Work required:
Write out every line below with no difference at all.

====== Stored data ======

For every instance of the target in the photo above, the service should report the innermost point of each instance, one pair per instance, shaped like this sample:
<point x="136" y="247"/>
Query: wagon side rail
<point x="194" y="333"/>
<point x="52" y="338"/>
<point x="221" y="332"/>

======

Response to this exercise:
For every instance of the target in the photo above, the service should report the innermost point of each instance, one pair per instance, shaped like this sample:
<point x="136" y="247"/>
Query: wagon side rail
<point x="194" y="333"/>
<point x="52" y="338"/>
<point x="221" y="332"/>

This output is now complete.